YOUR INSTRUCTIONS
Decide whether each statement below agrees with the vitamin B-12 article. For each, answer yes or no and quote the words of the article that settle it.
1. The study involved 98 middle-aged and older women.
2. The current recommended dietary allowance for vitamin B-12 is 6 micrograms per day.
3. The study was led by a doctor at a hospital in Denmark.
[[ SOURCE PASSAGE, beginning ]]
Study Questions Advice on Vitamin B-12 Intake
NEW YORK — The recommended daily intake for vitamin B-12 should be more than doubled from the current level, researchers argue in a new report.
In a study of 98 middle-aged and older women, the researchers found that 6 micrograms of B-12 per day seemed to be enough to prevent signs of mild B-12 deficiency. That compares with the current recommended dietary allowance (RDA) of 2.4 micrograms per day.
The findings, along with those from several past studies, “strongly suggest” that the RDA should be raised, the researchers report in the January issue of the American Journal of Clinical Nutrition.
Dr. Mustafa Vakur Bor at the University Hospital of Aarhus in Denmark led the study.
Vitamin B-12 is essential for maintaining healthy nerve cells and red blood cells; a deficiency in the vitamin can cause symptoms ranging from the subtle — including fatigue and mild dizziness — to more severe complications like nerve damage, anemia and even dementia.
[[ SOURCE PASSAGE, end ]]
[[ SUPPLIED MATERIAL, beginning ]]
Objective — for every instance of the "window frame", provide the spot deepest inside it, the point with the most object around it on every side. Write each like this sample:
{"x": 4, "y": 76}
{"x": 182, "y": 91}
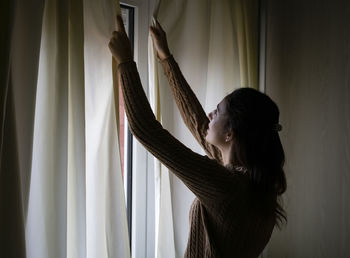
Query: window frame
{"x": 141, "y": 189}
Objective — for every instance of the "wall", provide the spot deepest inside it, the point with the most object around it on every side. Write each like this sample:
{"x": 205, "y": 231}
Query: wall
{"x": 308, "y": 75}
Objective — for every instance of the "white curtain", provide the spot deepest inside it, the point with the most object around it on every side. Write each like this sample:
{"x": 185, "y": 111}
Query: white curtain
{"x": 215, "y": 44}
{"x": 69, "y": 189}
{"x": 164, "y": 230}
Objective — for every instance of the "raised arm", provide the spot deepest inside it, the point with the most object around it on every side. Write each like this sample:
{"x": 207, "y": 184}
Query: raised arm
{"x": 205, "y": 177}
{"x": 190, "y": 109}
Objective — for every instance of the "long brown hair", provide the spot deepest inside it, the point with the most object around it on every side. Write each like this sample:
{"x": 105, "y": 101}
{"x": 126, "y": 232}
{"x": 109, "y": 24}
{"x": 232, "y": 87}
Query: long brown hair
{"x": 257, "y": 146}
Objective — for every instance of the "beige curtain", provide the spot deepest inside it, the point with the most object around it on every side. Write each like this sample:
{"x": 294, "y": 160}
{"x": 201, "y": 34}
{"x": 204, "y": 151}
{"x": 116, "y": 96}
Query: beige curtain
{"x": 61, "y": 155}
{"x": 216, "y": 45}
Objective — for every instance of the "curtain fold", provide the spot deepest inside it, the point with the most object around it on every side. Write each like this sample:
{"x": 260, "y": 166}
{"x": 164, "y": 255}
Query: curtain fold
{"x": 164, "y": 232}
{"x": 61, "y": 184}
{"x": 216, "y": 46}
{"x": 21, "y": 32}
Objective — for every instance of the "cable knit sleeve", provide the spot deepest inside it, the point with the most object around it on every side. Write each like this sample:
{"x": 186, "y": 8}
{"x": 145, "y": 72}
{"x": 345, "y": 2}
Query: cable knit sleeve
{"x": 191, "y": 110}
{"x": 205, "y": 177}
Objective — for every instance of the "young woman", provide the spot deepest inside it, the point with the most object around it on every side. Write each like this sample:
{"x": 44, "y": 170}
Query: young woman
{"x": 238, "y": 182}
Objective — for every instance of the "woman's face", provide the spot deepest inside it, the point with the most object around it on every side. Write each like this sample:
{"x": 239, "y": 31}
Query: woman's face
{"x": 217, "y": 132}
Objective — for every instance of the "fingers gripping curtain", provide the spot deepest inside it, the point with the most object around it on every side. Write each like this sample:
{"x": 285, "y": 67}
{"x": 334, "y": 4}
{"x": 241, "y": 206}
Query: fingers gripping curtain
{"x": 71, "y": 200}
{"x": 215, "y": 44}
{"x": 164, "y": 232}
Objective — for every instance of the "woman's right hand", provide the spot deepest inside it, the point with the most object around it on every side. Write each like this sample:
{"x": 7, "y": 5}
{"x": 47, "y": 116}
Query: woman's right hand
{"x": 159, "y": 41}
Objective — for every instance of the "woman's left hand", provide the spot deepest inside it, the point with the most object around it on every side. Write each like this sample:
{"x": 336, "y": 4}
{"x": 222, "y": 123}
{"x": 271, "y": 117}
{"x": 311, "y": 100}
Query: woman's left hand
{"x": 120, "y": 44}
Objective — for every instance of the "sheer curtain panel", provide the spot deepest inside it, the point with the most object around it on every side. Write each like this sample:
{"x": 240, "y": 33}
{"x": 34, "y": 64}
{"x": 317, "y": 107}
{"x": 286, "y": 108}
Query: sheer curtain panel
{"x": 59, "y": 152}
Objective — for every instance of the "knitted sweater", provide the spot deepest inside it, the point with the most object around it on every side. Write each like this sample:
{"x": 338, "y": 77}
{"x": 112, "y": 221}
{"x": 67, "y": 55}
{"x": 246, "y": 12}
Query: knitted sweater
{"x": 225, "y": 217}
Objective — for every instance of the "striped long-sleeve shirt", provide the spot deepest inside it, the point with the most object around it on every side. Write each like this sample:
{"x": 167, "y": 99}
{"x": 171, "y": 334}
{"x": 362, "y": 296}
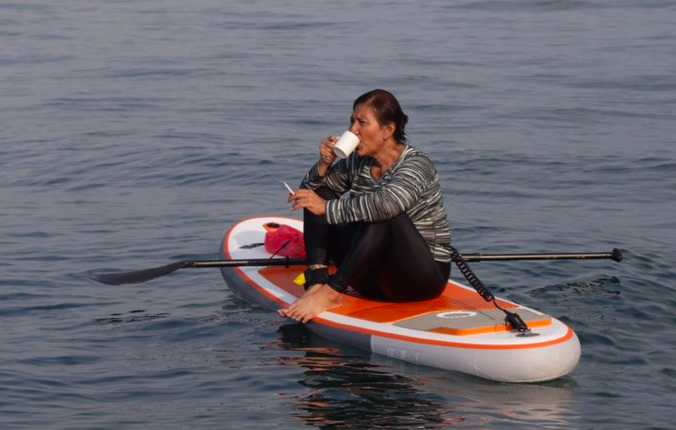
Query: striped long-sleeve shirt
{"x": 410, "y": 185}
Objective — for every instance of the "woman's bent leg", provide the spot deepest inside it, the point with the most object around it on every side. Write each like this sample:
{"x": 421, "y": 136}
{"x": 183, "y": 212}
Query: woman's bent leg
{"x": 390, "y": 260}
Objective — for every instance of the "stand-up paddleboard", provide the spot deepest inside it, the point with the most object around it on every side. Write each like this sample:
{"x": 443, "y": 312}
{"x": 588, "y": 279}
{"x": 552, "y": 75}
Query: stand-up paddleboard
{"x": 457, "y": 331}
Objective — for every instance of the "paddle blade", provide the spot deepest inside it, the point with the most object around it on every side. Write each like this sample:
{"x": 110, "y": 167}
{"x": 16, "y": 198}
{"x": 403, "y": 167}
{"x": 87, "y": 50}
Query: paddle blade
{"x": 139, "y": 276}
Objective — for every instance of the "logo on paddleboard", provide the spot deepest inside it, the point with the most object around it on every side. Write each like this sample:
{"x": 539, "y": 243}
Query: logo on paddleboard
{"x": 456, "y": 314}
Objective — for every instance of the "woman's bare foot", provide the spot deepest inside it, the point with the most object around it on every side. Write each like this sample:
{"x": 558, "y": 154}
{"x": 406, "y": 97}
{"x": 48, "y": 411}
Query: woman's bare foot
{"x": 317, "y": 299}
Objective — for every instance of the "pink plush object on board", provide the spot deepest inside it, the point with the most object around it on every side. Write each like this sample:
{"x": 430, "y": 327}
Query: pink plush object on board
{"x": 278, "y": 234}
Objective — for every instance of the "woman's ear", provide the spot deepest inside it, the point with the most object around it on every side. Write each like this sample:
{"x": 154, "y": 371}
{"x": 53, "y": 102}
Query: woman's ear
{"x": 389, "y": 129}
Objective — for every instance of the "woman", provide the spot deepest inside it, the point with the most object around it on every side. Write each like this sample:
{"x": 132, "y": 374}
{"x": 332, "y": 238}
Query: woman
{"x": 389, "y": 237}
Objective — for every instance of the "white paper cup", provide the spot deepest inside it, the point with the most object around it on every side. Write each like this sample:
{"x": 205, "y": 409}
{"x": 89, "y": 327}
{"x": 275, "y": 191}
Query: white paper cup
{"x": 346, "y": 144}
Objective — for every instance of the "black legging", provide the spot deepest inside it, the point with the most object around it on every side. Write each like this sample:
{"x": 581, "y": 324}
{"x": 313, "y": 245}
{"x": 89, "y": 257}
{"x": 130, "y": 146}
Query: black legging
[[ SUPPLIED MATERIAL, end ]]
ANSWER SECTION
1. Yes: "In a study of 98 middle-aged and older women"
2. No: "the current recommended dietary allowance (RDA) of 2.4 micrograms per day"
3. Yes: "Dr. Mustafa Vakur Bor at the University Hospital of Aarhus in Denmark led the study."